*Supplied information*:
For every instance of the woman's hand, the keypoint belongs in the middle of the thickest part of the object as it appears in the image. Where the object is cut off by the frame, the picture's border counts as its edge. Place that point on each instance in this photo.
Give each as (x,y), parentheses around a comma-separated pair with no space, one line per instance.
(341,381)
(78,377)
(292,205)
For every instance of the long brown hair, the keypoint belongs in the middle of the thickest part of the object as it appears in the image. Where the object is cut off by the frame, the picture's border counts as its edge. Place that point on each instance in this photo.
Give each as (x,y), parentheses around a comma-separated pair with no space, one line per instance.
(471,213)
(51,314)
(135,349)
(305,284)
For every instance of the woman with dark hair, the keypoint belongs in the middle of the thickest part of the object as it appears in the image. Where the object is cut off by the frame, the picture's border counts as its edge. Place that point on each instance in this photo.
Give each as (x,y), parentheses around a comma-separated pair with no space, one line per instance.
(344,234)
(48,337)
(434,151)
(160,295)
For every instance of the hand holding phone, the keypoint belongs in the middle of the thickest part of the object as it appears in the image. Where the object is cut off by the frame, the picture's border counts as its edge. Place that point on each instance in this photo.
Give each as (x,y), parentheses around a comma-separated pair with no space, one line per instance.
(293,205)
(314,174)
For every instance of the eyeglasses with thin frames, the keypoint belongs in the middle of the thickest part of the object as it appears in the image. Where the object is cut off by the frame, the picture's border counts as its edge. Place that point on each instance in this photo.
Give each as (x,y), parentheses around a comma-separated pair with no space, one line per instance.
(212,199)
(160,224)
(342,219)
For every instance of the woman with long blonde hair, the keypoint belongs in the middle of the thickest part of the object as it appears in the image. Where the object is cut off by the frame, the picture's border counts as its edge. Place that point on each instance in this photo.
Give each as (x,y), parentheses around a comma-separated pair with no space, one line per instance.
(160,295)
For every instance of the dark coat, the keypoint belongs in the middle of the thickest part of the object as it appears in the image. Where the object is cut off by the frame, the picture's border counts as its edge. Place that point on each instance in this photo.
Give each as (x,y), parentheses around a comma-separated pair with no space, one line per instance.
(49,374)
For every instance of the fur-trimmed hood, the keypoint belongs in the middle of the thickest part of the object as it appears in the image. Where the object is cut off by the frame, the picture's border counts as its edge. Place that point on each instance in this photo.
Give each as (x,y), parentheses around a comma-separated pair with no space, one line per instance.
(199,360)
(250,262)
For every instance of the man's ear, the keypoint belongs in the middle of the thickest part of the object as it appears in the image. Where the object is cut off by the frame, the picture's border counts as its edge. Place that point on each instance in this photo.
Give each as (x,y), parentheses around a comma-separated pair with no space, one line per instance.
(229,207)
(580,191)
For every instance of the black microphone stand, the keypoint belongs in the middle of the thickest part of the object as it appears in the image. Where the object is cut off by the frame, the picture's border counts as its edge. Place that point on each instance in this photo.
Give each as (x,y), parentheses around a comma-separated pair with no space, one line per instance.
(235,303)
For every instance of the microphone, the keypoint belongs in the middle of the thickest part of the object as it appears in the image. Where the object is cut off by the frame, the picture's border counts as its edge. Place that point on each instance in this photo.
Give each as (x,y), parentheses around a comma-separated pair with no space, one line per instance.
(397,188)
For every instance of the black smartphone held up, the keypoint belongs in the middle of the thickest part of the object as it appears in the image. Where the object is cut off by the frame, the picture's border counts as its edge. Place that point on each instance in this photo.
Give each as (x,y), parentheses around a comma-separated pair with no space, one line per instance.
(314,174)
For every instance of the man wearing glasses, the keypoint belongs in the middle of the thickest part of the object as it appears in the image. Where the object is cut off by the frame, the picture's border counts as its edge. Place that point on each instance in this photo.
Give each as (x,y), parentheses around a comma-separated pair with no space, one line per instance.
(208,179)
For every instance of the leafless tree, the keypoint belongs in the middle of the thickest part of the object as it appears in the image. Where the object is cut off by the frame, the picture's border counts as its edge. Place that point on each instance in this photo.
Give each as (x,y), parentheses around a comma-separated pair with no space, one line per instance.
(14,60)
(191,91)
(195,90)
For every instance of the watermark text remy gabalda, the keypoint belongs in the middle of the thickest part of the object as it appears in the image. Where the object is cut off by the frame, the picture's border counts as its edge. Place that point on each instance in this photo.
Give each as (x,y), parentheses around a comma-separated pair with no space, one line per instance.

*Instructions for the task*: All entries above are to be repeated verbatim, down to the last line.

*Written answer*:
For every instance of the woman's hand, the keypoint belongs in the middle of the thickest part of the object as it appears in the image. Where the object is cut off by the frame, the picture's border counts as its edge. Place that point on each instance in this photo.
Give each as (x,y), parentheses around a comma-separated pair with no space, one line per instance.
(341,381)
(78,377)
(292,205)
For every instance of the long brown hair, the keypoint belongs in the middle of the thickest part of the object as it appears in the image. Where the object is cut off by the frame, the picture's border counts as its edge. Place that point on each instance in this photo.
Give each as (x,y), parentheses around a comma-separated pair with no space, one line per instance.
(471,213)
(51,314)
(135,349)
(305,284)
For every instance of the woman with dark hair, the keypoint belongs in the middle of the thickest part of the object as it appears in the image. Where the object is cut off by the frame, the picture's border counts as its edge. Place that point on each instance in this photo.
Give each as (x,y), parentheses around a comma-separated pair with no space, one line per instance.
(344,234)
(48,337)
(434,151)
(160,295)
For every instance of the hand holding phone, the keypoint belongs in the middle of the thickest part of the object as it appears in the image. Where the object is cut off by the frame, the picture's border counts as its edge. Place that point on each instance in this photo.
Give each as (x,y), parentheses around a comma-separated pair with no space, one line per instance.
(293,205)
(314,174)
For every instance of the eyeglasses with thin frames, the keypoint belongs in the middle of the thickest part of the object as it appears in the image. Where the object is cut off by the frame, the picture's border counts as its edge. Place that point on each instance in this photo.
Give each as (x,y), parentheses around a comma-separated pair with no space, one line per instance.
(212,199)
(160,224)
(342,219)
For every instance of the woman with long blonde hair, the keypoint belongs in the middle of the thickest part of the object as it appears in the image. Where the object is cut off by the frame, the picture's border counts as its edge. Place that point on each instance in this photo.
Give each as (x,y), parentheses around a comma-separated pair with no space, one line per instance.
(160,295)
For every instance of the dark coat, the keypoint belongs in the middle of the thickest part of the object as it appears in the image. Where the object is cut off by the frame, the picture's border counts as its edge. Place that point on each instance in this photo.
Give each as (x,y), parentheses around a comma-separated pair with no space, one line per instance.
(49,374)
For every instance of the fur-trimmed hood, the keypoint belongs in the middle of the thickest part of the object as it appears in the image. Where the object is cut off by the frame, the picture's border counts as its edge. Place that point on each instance in this photo.
Give each as (x,y), parentheses around a comma-separated pair with no space, one line per instance.
(199,360)
(250,262)
For every instance of the man's ear, the keypoint belongs in the middle of the thickest part of the object as it appears in the image. Where the object is cut off by the frame, the picture's border counts as its edge. Place that point on each instance in this photo.
Give each as (x,y), parentheses around a comma-separated pair with no space, one line per instance.
(229,207)
(580,191)
For every instance of the black microphone stand, the keypoint belongs in the middle of the thickest part of the object as it appears in the image. Where the object is cut off by the frame, the picture's border counts as its edge. Place that point on each instance in this photo.
Give each as (x,y), parentheses around a comma-separated pair with no space, one line per instance.
(235,303)
For every instance of the microphone, the keypoint belongs in the middle of the thickest part of the object as it appears in the image. Where the object is cut off by the frame, the picture's border counts as its edge. Place that point on each instance in this photo.
Give each as (x,y), parentheses around a comma-separated pair with no space, one line per instance.
(397,188)
For every instance of the black smartphone held up, the keypoint belongs in the middle of the thickest part of the object as it appears in the image. Where the object is cut off by the frame, the picture's border counts as its edge. Place that point on each instance in this photo.
Give each as (x,y), parentheses around a comma-separated pair with no space, one line per instance.
(314,174)
For every instance of the man wearing glasses, the keypoint belongs in the middle of the thickest part of the object as it appears in the image. Where the object is cut off by the frame, the picture's border counts as its edge. Place that point on each instance in this photo.
Give each as (x,y), parentheses around a comma-separated pair with no space, one line per instance.
(208,179)
For every instance of the leafless tree, the keypoint belongs in the middle of the thickest part of the object as it appears in the image. Where the object is cut off by the frame, the picture's border counts as its edge. Place that point on each instance in this photo.
Give each as (x,y), parentheses around a comma-separated pair with no space, one line per instance.
(14,60)
(191,91)
(195,90)
For every instance of the watermark text remy gabalda, the keypoint belongs in the middle of the thickest part of the object as it appears in the image. Where the object is cut off by the frame, the picture's border counts as its edge. Place that point on each instance in this photo.
Give each as (x,y), parentheses around a comma-separated pair with no space, one line per instance.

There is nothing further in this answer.